*EXCERPTED PASSAGE:*
== == ==

Idaho Wheat Commission Executive Director Blaine Jacobson, top center, leads an IWC meeting last year. Like Jacobson, leaders and employees of the state’s farm commissions and agriculture-related organizations are still working during the coronavirus lockdown, but mostly from home.

By Sean Ellis

Idaho Farm Bureau Federation

POCATELLO – Just like the farmers and ranchers they serve, Idaho’s agricultural commissions and organizations are plowing ahead with their normal activities.

That includes programs and efforts to promote the commodities they represent, educate producers and fund important research projects.  

“We may not be at the office, but everyone I know is working,” said Idaho Barley Commission Administrator Laura Wilder. “We’re just working remotely and we all have plenty of projects and programs going to support our growers.”

Even during a pandemic, “agriculture doesn’t stop and that includes all of the people who are working hard to add value to what growers do,” she added. “Nothing’s stopped; we just have to work a little differently.”

Like Wilder, other farm organization leaders are working mostly from home but stop by the office occasionally to pick up mail.

== == ==

*EXCERPTED RECORDS:*

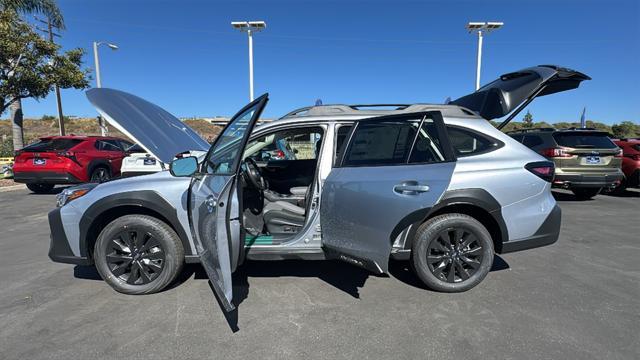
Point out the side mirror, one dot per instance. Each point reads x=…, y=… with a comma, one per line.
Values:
x=184, y=167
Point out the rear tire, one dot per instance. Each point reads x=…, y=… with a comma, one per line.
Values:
x=585, y=193
x=138, y=254
x=40, y=188
x=100, y=174
x=452, y=253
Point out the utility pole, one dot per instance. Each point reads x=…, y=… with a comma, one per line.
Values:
x=49, y=30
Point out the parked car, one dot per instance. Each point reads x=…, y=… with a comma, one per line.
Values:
x=69, y=159
x=630, y=162
x=436, y=185
x=586, y=160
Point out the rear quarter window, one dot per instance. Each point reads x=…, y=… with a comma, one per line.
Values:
x=584, y=140
x=466, y=143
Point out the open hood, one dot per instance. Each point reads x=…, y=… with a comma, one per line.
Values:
x=512, y=92
x=154, y=129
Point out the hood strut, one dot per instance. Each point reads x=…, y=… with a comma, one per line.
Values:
x=521, y=107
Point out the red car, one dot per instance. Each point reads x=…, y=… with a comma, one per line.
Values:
x=630, y=162
x=68, y=160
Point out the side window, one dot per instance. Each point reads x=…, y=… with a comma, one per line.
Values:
x=290, y=144
x=342, y=132
x=467, y=143
x=531, y=140
x=381, y=143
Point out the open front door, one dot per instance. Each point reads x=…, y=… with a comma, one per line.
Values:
x=215, y=202
x=393, y=170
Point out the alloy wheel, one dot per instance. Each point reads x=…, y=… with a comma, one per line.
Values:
x=135, y=257
x=454, y=255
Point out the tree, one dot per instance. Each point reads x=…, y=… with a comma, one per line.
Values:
x=30, y=66
x=527, y=120
x=48, y=8
x=625, y=129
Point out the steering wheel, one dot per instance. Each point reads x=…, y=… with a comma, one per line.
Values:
x=252, y=173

== == ==

*DIRECTIONS FOR THIS TASK:* From the article on Idaho's farm commissions, reproduce word for word the part that opens with the words "Even during a" and closes with "pick up mail.".

*OUTPUT FOR THIS TASK:*
Even during a pandemic, “agriculture doesn’t stop and that includes all of the people who are working hard to add value to what growers do,” she added. “Nothing’s stopped; we just have to work a little differently.”

Like Wilder, other farm organization leaders are working mostly from home but stop by the office occasionally to pick up mail.